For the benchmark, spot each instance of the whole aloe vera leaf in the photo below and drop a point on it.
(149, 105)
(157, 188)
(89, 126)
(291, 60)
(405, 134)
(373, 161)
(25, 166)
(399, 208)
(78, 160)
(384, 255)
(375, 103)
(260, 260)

-*-*-

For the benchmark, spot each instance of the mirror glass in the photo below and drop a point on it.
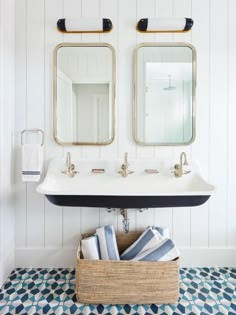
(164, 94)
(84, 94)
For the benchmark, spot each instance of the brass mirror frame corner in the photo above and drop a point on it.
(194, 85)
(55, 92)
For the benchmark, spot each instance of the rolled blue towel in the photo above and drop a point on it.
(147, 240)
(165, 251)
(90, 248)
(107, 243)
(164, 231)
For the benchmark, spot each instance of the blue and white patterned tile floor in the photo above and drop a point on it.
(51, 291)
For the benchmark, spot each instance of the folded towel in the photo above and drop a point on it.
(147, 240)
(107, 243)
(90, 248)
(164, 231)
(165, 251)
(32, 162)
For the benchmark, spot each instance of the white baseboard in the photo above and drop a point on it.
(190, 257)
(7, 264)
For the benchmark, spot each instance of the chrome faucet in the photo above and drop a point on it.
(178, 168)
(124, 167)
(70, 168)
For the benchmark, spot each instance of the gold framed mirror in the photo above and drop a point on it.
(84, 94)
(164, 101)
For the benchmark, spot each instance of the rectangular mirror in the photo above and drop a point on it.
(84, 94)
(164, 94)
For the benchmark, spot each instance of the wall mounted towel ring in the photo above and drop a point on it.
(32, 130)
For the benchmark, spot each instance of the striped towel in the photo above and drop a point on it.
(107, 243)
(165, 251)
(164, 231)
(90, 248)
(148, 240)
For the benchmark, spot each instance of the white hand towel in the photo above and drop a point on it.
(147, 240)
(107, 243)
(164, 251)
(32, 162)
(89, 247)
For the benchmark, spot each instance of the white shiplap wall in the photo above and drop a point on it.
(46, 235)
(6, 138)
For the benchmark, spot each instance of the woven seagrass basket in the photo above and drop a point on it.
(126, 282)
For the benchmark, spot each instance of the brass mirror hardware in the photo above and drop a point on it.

-*-*-

Work to do =
Could you express everything in the listing from the line containing "For the benchmark, spot each instance of the woven" down to the line containing "brass mirror hardware", both of those lines included, as a JSON list of strings, one string per line and no blank lines?

Completed exercise =
[
  "For the benchmark, spot each instance of the woven seagrass basket in the photo above and drop a point on it.",
  "(126, 282)",
  "For the benchmark, spot each instance of the brass mirror hardware in the photo above and drop a point on it."
]